[Records]
— begin —
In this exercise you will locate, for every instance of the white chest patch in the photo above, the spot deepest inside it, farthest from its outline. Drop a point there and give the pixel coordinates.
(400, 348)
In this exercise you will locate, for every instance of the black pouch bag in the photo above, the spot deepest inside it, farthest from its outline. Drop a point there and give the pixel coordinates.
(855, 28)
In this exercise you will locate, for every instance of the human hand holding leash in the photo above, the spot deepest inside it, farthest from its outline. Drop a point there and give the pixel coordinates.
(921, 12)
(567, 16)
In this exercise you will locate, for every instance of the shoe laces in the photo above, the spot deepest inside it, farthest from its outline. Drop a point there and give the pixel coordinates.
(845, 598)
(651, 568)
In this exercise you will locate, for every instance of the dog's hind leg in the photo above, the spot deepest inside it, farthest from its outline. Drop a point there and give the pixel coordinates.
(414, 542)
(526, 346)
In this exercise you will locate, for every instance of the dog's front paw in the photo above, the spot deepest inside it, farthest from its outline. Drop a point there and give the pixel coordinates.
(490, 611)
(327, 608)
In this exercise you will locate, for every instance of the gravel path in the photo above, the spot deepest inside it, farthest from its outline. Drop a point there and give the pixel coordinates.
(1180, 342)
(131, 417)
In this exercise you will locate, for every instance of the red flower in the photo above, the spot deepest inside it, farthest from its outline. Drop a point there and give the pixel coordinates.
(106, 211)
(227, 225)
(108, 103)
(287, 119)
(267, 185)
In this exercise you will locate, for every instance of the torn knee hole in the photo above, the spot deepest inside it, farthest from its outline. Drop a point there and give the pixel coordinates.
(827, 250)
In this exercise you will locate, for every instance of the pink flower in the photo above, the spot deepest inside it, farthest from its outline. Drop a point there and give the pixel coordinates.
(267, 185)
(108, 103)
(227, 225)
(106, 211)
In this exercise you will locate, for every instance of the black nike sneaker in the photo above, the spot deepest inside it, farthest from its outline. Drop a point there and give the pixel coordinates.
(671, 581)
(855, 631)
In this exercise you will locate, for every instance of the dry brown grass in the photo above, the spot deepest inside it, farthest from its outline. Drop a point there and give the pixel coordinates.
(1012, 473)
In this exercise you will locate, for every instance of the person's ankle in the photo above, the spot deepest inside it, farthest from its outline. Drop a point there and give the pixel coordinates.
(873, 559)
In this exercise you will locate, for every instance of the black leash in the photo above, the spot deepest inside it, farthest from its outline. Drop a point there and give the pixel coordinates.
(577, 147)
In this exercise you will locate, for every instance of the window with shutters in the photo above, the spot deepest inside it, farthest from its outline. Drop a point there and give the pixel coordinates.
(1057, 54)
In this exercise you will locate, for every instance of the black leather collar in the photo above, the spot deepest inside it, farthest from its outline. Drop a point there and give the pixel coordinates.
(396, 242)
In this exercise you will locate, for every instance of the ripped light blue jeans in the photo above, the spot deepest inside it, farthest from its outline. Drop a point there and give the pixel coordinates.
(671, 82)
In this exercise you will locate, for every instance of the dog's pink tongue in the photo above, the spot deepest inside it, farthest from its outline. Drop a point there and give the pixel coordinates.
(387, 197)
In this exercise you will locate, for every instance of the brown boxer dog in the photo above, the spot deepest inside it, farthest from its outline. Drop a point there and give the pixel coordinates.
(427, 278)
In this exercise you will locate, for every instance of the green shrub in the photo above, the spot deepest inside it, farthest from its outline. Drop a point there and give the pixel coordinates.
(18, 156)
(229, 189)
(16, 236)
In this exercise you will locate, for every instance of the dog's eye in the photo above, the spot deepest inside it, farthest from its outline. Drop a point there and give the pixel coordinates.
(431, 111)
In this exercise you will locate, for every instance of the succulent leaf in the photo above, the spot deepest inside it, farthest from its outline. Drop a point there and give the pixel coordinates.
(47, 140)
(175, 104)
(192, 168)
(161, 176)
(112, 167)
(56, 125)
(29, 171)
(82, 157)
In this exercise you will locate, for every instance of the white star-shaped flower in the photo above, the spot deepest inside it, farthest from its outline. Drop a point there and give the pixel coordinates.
— end —
Present all of the data above as a numbered list, with blank lines left out.

_Full output_:
1. In this exercise you will locate, for every instance of the white chest patch in the photo above, the spot deepest inside it, farthest from its outline. Drop a point there and give the pixel coordinates.
2. (400, 348)
3. In this exercise you will locate, for every instance of the black pouch bag in the photo above, the spot deepest inside it, farthest from its outline. Drop a point there and give the pixel coordinates.
4. (855, 28)
5. In this exercise you will locate, for every instance of the human hand holding leash in the photo above, the spot deepest inside it, farthest from its outline. Drop a point there and give the pixel coordinates.
6. (921, 12)
7. (567, 16)
8. In this exercise you will locate, for every instance of the shoe laces in the photo above, the spot deepest inside it, farthest from its outline. Drop a point there and give the pixel coordinates.
9. (845, 598)
10. (651, 568)
11. In this exercise you will locate, for every instance of the dog's hind leg in the photo above, the spot deepest inside it, farthest from its outline. Drop a point there and give the pixel coordinates.
12. (414, 542)
13. (526, 346)
14. In this exercise you will locate, for every instance of the dog's front paw in the photo above, the spot deepest inside it, farthest from its outline. Drop a point there and give the pixel coordinates.
15. (490, 611)
16. (327, 608)
17. In this exercise you will locate, for every instance of the gravel path in the photo above, the spot deepest inside it, farthest from its outline. Drop a point there and give the pixel coordinates.
18. (1180, 342)
19. (131, 417)
20. In this exercise you will locate, for every instance of the red flower in the photo above, the spot deepest inside it, farthest from its outline. Drop a point there and give the pixel coordinates.
21. (106, 211)
22. (227, 225)
23. (108, 103)
24. (287, 119)
25. (267, 185)
26. In this exercise you will locate, for every instance of the torn knee hole in the photo above, the spot deepest inside it, farthest from its outline. Drop a point there and give the pixel coordinates.
27. (827, 250)
28. In this exercise you will locate, for every instance of the pink flower in the photo above, the spot deepest inside it, farthest from its outline. Drop a point there and give the pixel coordinates.
29. (267, 185)
30. (108, 103)
31. (227, 225)
32. (106, 211)
33. In this exercise you will locate, for every instance of the black nike sneaker in the photo above, the spot deepest inside it, farthest from its outline. Drop a point there and give the pixel coordinates.
34. (671, 581)
35. (855, 631)
36. In this exercise you will locate, for every instance of the dry brown grass in the photo above, the spot deepest inside it, farthest from its outline. Drop a point there and give the pixel coordinates.
37. (1012, 473)
38. In this exercise you will locate, for every instance of the person's ankle in the photo above, the spot deepest inside it, farthest from its outline. Drop a point there and give the pixel coordinates.
39. (873, 559)
40. In this exercise you will locate, for every instance of the black leash in the photo above, the spot deepest inside it, farthest from its outline. Drop a point there and give the pixel coordinates.
41. (577, 147)
42. In this exercise you will locate, for every instance of the window with shutters in the photo above, the spot deepest inside it, farthest from its outline. Drop a point there and give the pixel coordinates.
43. (1057, 54)
44. In this exercise you will locate, for every instance of the black leather collar in the photo above, the spot deepest inside it, farthest from its outline. Drop a point there and give the pixel coordinates.
45. (396, 242)
46. In this exercise you will locate, for every instance of the ripped light blue jeans in the photo above, the spot deepest inside it, farthest from its outline. Drop a point there and give the pixel coordinates.
47. (671, 82)
48. In this exercise you will locate, for every instance of the dog's pink tongue in the photo above, the spot deepest inside it, farthest from its outline. Drop a point there and give the pixel coordinates.
49. (387, 197)
50. In this exercise you will locate, for every instance of the brown boxer dog in the photo above, the spot deepest inside it, farthest from its outline. Drop a point there and give the pixel coordinates.
51. (427, 278)
52. In this exercise you will locate, for every instance of the green shrub in the photo above, the spot deepest inside it, farthest from its outline. Drop a point there and give the pixel coordinates.
53. (18, 156)
54. (229, 189)
55. (16, 236)
56. In this exercise you will locate, for every instance of the dog's eye in the photo above, the spot deepest inside it, farthest from its outline. Drop a point there and give the pixel coordinates.
57. (431, 111)
58. In this exercise you will locate, for every instance of the succulent leaf in the photo above, the spot deepest inside it, farthest from its outline. Drop a point there and give the pixel coordinates.
59. (47, 140)
60. (175, 104)
61. (192, 168)
62. (161, 176)
63. (112, 167)
64. (56, 125)
65. (29, 171)
66. (82, 157)
67. In this exercise you will locate, for every instance of the white star-shaped flower in the photo above, the spot deepest inside it, farthest from its outline. Drop a point there and give the pixel coordinates.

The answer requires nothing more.